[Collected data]
=======
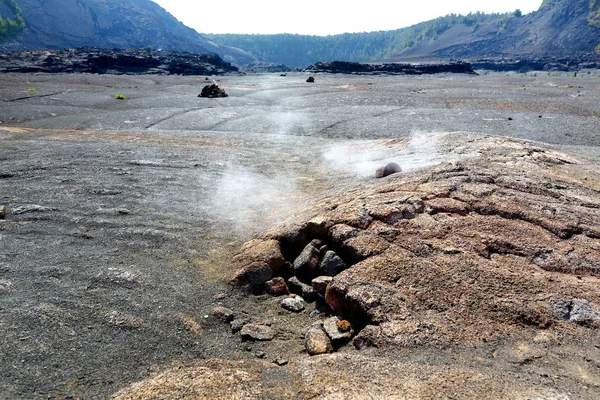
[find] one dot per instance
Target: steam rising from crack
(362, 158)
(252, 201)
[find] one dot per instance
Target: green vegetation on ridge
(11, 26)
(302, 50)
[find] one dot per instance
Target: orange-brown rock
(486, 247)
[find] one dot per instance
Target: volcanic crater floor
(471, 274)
=======
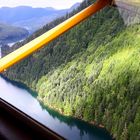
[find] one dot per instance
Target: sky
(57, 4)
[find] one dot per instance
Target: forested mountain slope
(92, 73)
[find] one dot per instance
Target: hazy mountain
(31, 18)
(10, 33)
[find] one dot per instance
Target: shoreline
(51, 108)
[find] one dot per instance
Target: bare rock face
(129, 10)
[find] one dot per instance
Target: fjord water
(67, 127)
=======
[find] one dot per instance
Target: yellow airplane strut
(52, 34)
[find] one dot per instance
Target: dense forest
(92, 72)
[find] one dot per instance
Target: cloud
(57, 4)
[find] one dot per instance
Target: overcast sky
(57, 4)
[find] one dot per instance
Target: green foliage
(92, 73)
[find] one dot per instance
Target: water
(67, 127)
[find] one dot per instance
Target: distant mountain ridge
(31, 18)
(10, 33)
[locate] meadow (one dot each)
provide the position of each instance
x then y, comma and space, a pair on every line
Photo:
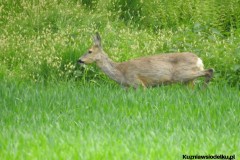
=======
TASK OBJECTIVE: Please count the lines in the collected data above that contain the string "ridge", treating case as significant, and give only the number.

SOLUTION FOR THIS PROBLEM: 2